[EXERCISE AIM] Which lines of the entries below run from the one holding "Pass the picture above and point out the blue jeans, giving" to the one holding "Pass the picture above and point out the blue water", inclusive? Set down exactly those lines and no others.

[AVAILABLE DATA]
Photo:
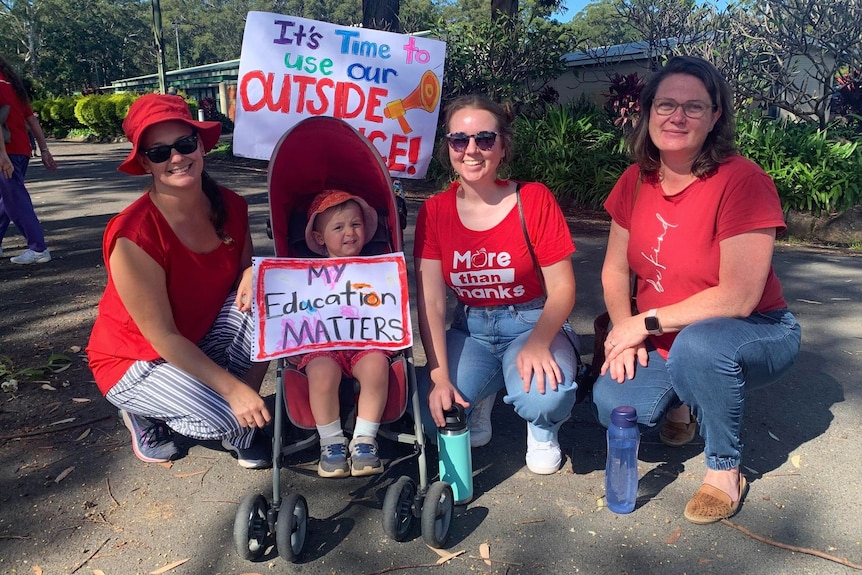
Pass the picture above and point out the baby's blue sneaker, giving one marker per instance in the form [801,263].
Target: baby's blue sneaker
[333,458]
[363,457]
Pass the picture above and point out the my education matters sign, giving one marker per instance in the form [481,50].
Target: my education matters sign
[301,305]
[385,85]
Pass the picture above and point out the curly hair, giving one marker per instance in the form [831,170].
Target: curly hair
[12,77]
[719,144]
[503,114]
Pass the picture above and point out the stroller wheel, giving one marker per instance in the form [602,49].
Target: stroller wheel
[291,527]
[398,508]
[437,513]
[250,528]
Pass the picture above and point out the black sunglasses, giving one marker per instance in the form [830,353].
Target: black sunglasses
[185,145]
[459,141]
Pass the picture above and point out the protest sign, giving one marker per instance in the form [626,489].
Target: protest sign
[385,85]
[301,305]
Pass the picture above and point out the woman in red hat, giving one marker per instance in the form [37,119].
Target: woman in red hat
[171,343]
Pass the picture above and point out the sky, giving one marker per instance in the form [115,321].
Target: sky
[575,6]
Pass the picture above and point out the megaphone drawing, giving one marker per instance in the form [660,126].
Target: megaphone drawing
[425,96]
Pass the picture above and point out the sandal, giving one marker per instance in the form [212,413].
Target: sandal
[710,504]
[676,434]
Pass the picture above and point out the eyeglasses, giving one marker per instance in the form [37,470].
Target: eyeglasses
[459,141]
[692,109]
[185,145]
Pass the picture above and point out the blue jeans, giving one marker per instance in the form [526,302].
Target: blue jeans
[17,207]
[482,346]
[711,365]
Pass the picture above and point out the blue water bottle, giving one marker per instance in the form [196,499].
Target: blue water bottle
[621,470]
[456,460]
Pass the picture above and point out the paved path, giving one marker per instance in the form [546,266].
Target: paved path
[802,456]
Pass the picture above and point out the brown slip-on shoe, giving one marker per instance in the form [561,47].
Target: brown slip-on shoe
[710,504]
[675,434]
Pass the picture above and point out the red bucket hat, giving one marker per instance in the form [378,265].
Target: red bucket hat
[156,108]
[329,198]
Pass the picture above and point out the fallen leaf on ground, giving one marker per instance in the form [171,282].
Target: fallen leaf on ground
[62,421]
[674,537]
[65,473]
[192,474]
[485,553]
[169,566]
[445,555]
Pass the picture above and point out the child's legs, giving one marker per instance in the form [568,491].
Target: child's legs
[324,379]
[371,370]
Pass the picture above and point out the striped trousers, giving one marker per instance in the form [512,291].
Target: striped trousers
[160,390]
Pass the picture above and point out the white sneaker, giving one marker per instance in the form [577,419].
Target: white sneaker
[543,457]
[480,422]
[31,257]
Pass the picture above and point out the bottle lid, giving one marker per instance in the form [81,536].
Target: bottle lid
[624,416]
[456,419]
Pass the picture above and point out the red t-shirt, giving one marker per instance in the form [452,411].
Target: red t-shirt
[19,111]
[493,267]
[197,284]
[674,241]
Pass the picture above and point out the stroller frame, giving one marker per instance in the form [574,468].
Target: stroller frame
[315,154]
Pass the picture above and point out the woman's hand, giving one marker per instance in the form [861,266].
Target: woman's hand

[ANSWER BOX]
Pass the picture above and point out the blue jeans, giving one marker per instance in the form [526,302].
Target: blue jeans
[17,207]
[482,346]
[711,365]
Pass the picture above and point out the blue water bottle, giving one marker per instance in the form [196,499].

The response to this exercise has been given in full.